Bild nicht mehr verfügbar.

Zu wenig Konsum, zu viel Arbeit. Chinas Wachstumsmodell hat Investitionen und Staatsunternehmen gefördert, zulasten der Konsumenten.

Foto: Reuters
Grafik: Standard

China läuft die Zeit davon. Wenn Markus Rodlauer anfängt, über die Herausforderungen für das bevölkerungsmäßig größte Land der Erde zu sprechen, arbeitet er eine lange Liste ab: Die Schulden der Unternehmen und Regionalregierungen sind deutlich gestiegen, das Wachstum bleibt von hohen Investitionen getrieben, und die einfachen Haushalte subventionieren ineffiziente Ausgaben der Staatsunternehmen mit ihren künstlich niedrig verzinsten Ersparnissen. Der Österreicher Rodlauer ist der Leiter der China-Mission des Internationalen Währungsfonds und hat im Sommer in einer 93-seitigen Studie gewarnt, dass die Tage des aktuellen Wachstumsmodell gezählt seien. "China hat mit seiner Entwicklung große Erfolge erzielt", sagt er im Gespräch mit dem Standard. "Aber es braut sich ein größerer Sturm über China zusammen."

Denn das Land bleibt international ein ökonomischer Außenseiter. Knapp die Hälfte der Wirtschaftsleistung geht in Investitionen, also Bauprojekte, Infrastruktur oder neue Fabriken. 48 Prozent sind es im Jahr 2012 gewesen. Mehr als doppelt so viel als in Österreich, mehr als dreimal so viel wie in den USA.

Doch die Wirtschaft hat immer weniger von den hohen Investitionen: "Je mehr investiert wird, desto weiter sinkt der Nutzen der zusätzlichen Ausgaben", sagt Rodlauer. Neu errichtete, überdimensionierte Geisterstädte wie Ordos in der inneren Mongolei sind die spektakulärsten Zeugen des chinesischen Versuchs, die Wirtschaft mit Bauprojekten anzukurbeln. "Dazu kommt noch das zusätzliche Risiko, wenn die Investition kreditfinanziert wird."

Denn Unternehmen und Gemeinden mussten sich zuletzt deutlich verschulden (siehe Grafik). Das Ausmaß ist enorm. Heute sind die Schulden in China im Verhältnis zum BIP um knapp die Hälfte höher als noch 2009. Eine "außer Kontrolle geratene staatliche Kreditschöpfung" nennen das Ökonom Moritz Schularick und Wirtschaftshistoriker Niall Ferguson in einem aktuellen Kommentar des Wall Street Journal.

## Zielsetzung 1
Beantworte zu dem Text über Chinas Wachstumsmodell diese Fragen:
(a) Welche Funktion hat Markus Rodlauer beim Internationalen Währungsfonds?
(b) Wie viel Prozent der Wirtschaftsleistung gingen 2012 in Investitionen?
(c) Welche Geisterstadt wird genannt, und in welcher Region liegt sie?
## Zielsetzung 2
Führe den Text über Chinas Wachstumsmodell im Anschluss an seinen letzten Satz weiter.

## Datenauszug
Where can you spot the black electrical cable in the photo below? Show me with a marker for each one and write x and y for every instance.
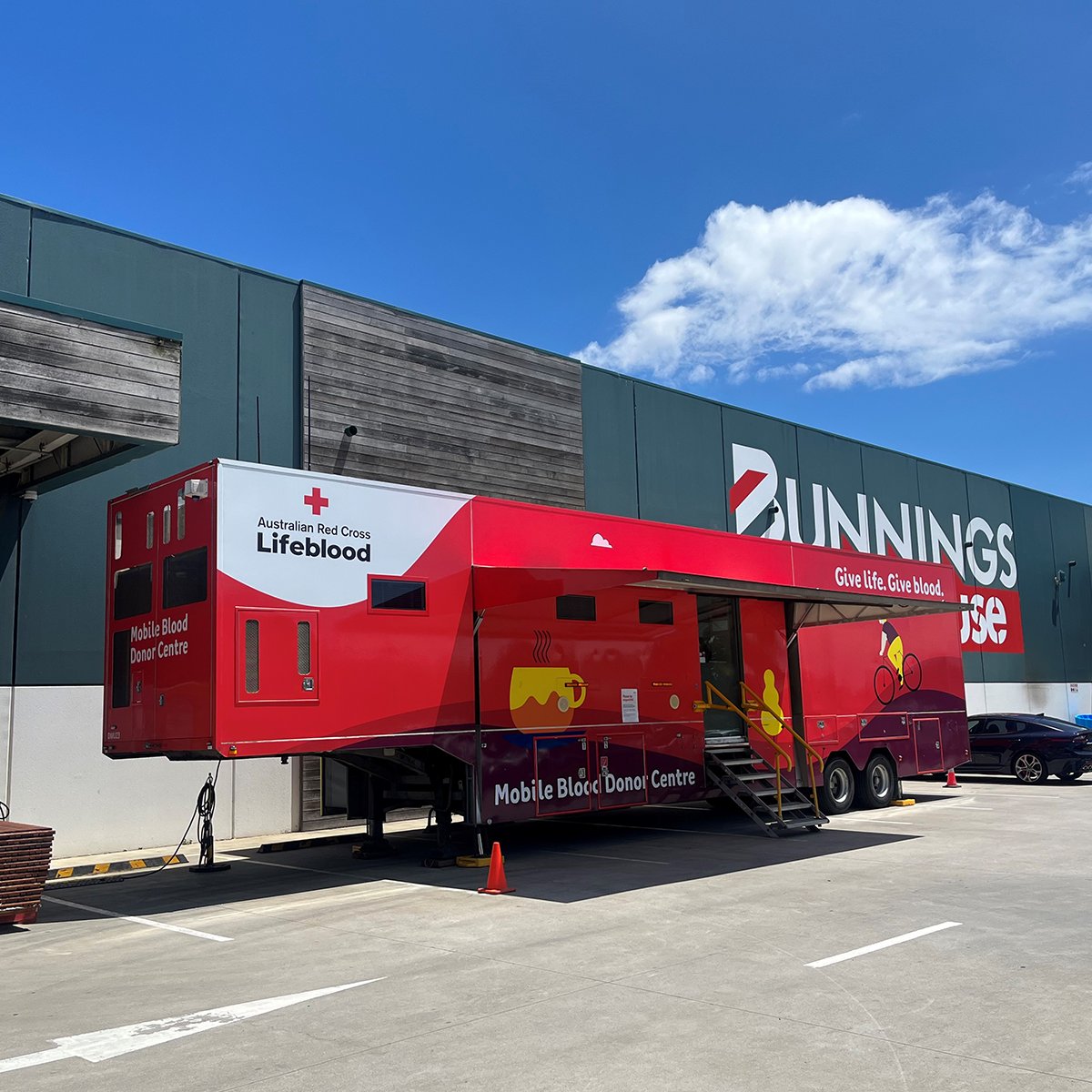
(205, 806)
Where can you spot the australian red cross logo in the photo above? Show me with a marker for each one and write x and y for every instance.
(317, 501)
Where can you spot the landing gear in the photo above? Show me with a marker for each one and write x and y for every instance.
(836, 792)
(443, 855)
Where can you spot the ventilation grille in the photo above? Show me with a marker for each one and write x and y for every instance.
(304, 648)
(250, 652)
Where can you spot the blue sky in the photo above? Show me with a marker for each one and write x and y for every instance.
(867, 219)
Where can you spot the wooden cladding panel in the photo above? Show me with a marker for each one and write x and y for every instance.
(74, 375)
(438, 407)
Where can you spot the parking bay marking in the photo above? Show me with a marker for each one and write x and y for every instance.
(101, 1046)
(603, 856)
(136, 921)
(884, 944)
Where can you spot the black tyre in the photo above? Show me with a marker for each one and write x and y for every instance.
(877, 784)
(838, 789)
(1029, 768)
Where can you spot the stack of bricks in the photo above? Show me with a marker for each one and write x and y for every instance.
(25, 862)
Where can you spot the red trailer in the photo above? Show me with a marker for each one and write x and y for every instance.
(514, 661)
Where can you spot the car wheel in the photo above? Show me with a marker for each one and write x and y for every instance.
(1029, 768)
(876, 785)
(835, 794)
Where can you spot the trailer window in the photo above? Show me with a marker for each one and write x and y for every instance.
(250, 654)
(120, 687)
(576, 607)
(132, 592)
(304, 648)
(398, 595)
(186, 578)
(655, 612)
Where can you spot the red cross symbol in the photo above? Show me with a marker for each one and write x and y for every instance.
(317, 501)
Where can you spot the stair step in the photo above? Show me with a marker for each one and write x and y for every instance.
(805, 824)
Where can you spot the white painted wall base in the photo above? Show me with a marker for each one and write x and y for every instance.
(60, 779)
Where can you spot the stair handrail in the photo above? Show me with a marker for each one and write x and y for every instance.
(813, 754)
(730, 705)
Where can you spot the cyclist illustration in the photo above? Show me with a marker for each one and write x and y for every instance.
(907, 669)
(891, 640)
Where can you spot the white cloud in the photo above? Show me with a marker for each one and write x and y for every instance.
(1081, 176)
(863, 293)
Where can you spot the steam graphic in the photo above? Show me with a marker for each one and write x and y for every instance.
(543, 642)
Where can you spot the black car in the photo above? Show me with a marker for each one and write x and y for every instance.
(1027, 746)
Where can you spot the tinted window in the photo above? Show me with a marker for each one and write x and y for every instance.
(656, 612)
(119, 694)
(576, 607)
(132, 592)
(186, 578)
(398, 594)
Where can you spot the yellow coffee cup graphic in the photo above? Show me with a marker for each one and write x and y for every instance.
(545, 697)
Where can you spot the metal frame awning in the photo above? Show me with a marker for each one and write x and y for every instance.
(495, 585)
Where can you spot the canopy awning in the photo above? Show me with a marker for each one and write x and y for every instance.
(500, 585)
(523, 552)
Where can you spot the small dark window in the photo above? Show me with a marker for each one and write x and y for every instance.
(250, 655)
(120, 688)
(186, 578)
(132, 592)
(398, 595)
(576, 607)
(304, 648)
(656, 612)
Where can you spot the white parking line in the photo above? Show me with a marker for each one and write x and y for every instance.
(603, 856)
(136, 921)
(884, 944)
(1018, 796)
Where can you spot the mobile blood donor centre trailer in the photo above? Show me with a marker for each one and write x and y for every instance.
(512, 661)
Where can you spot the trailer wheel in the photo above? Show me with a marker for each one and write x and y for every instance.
(877, 784)
(835, 794)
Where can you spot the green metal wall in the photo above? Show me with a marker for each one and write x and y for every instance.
(658, 453)
(239, 344)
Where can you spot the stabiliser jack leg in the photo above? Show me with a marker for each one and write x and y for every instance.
(207, 805)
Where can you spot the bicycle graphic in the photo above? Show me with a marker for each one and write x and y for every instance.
(887, 685)
(905, 670)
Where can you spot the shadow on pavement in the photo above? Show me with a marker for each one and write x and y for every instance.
(561, 861)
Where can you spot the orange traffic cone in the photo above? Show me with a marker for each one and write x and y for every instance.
(497, 883)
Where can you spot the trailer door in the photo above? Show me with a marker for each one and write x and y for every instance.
(277, 655)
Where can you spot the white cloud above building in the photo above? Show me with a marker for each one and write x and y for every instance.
(855, 293)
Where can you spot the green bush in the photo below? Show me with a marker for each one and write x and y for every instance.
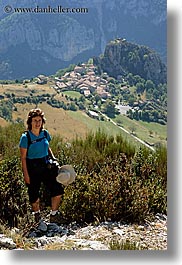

## Antwort zur Aufgabe 1
(a) Er leitet die China-Mission des Internationalen Währungsfonds.
(b) 48 Prozent.
(c) Ordos in der Inneren Mongolei.

## Antwort zur Aufgabe 2
Große Schritte vorwärts

Gleichzeitig ist das Wachstum im größten Schwellenland der Welt gefallen, von zweistelligen Wachstumsraten vor 2007 auf unter acht Prozent 2012. Dieses Jahr rechnen Ökonomen mit knapp 7,5 Prozent. Das Wachstum hätte in diesem Jahr durchaus noch niedriger ausfallen können, aber die chinesische Führung hat auch im dritten Quartal 2013 ein Investitionspaket geschnürt, um die Wirtschaft zu stützen.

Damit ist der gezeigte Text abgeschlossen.